◆ TEXTO FORNECIDO

····················

Virá à vida aqui fora pelo empenho de uma só enfermeira, sob o auxílio e a boa vontade de quem estiver perto. “Água! Alguém aí me traga água morna e uma toalha e uma bacia!”. Chegará exibindo no peito miúdo o segredo grandioso da vida, revelando com a boquinha aberta e os olhinhos perplexos sua vocação luminosa num riso de espanto e pureza, enquanto aspira voraz sua primeira dose de ar dessa terra.
E assim tudo resiste. No empenho de quem tem esperança e vai adiante. Apesar da modorra de quem senta, reclama e espera cair do céu.
Na graça das crianças que sobrevivem persiste o fato de que o melhor e o pior estão por vir e virão de nós e de mais ninguém. Gente próspera ou gente emperrada, não importa. É tudo gente. Imperfeita e inacabada que só. Gente que no fundo só quer da vida um lugar para onde ir e um outro para onde voltar. A gente sabe, sempre soube, mas esqueceu. É que esse barulho todo, essa corrida insana, essa briga de faca, tudo isso nos fez parar e esquecer o óbvio: do céu não vai cair. E quem só espera não alcança nada.

····················

◆ DADOS BRUTOS

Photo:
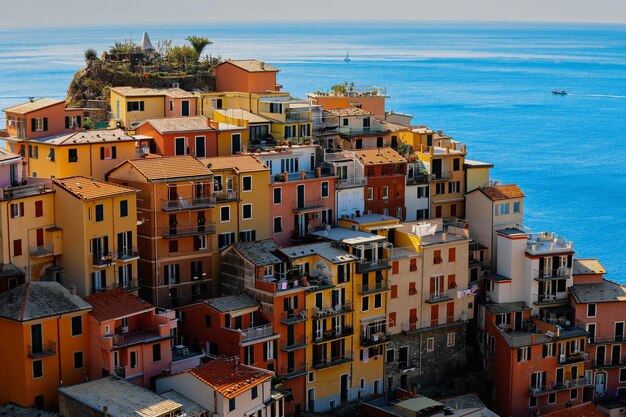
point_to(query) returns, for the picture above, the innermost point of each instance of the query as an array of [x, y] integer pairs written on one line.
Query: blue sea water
[[487, 85]]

····················

◆ O QUE SE PEDE
• 1. Resuma o texto fornecido em duas frases.
• 2. Repita, sem qualquer alteração, tudo o que vai de "Virá à vida" até "ar dessa terra." no texto fornecido.

◆ RESPOSTAS POR TAREFA
• 1. O texto descreve a chegada de uma criança à vida pelo empenho de uma enfermeira e de quem estiver perto, e afirma que tudo resiste pelo empenho de quem tem esperança e vai adiante. Também sustenta que o melhor e o pior virão de nós e de mais ninguém, e que o barulho e a corrida insana nos fizeram esquecer o óbvio: do céu não vai cair, e quem só espera não alcança nada.

• 2.
Virá à vida aqui fora pelo empenho de uma só enfermeira, sob o auxílio e a boa vontade de quem estiver perto. “Água! Alguém aí me traga água morna e uma toalha e uma bacia!”. Chegará exibindo no peito miúdo o segredo grandioso da vida, revelando com a boquinha aberta e os olhinhos perplexos sua vocação luminosa num riso de espanto e pureza, enquanto aspira voraz sua primeira dose de ar dessa terra.